[Dataset entries]
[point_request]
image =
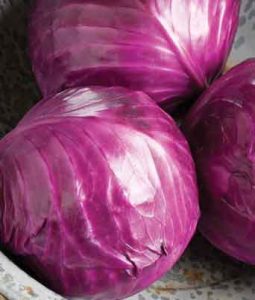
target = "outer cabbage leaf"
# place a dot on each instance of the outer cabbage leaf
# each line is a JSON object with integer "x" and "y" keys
{"x": 170, "y": 49}
{"x": 99, "y": 194}
{"x": 221, "y": 131}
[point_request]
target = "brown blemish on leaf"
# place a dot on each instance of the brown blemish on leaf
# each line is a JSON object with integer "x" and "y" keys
{"x": 194, "y": 276}
{"x": 167, "y": 288}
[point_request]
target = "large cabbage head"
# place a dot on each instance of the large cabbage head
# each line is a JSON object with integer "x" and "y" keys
{"x": 170, "y": 49}
{"x": 98, "y": 192}
{"x": 221, "y": 131}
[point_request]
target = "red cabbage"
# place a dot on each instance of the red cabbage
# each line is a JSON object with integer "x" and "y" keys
{"x": 221, "y": 131}
{"x": 98, "y": 192}
{"x": 170, "y": 49}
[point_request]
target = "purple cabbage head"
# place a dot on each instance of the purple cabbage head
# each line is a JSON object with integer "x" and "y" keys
{"x": 221, "y": 131}
{"x": 170, "y": 50}
{"x": 98, "y": 192}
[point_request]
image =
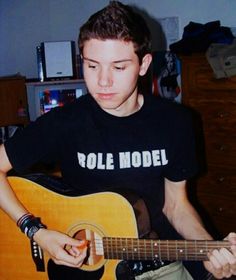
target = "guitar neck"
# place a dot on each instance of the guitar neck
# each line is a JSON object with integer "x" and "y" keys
{"x": 172, "y": 250}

» Exercise description:
Every line of the records containing the word "instance" must appear in the answer.

» Response to the exercise:
# place a dot on each instance of the outer cabbage leaf
# place a dot on each instance of the brown blemish on leaf
# place a dot on each instance of the large cabbage head
# place a dot on each instance of the red cabbage
# place a dot on each instance of the purple cabbage head
# place a dot on each instance of the guitar neck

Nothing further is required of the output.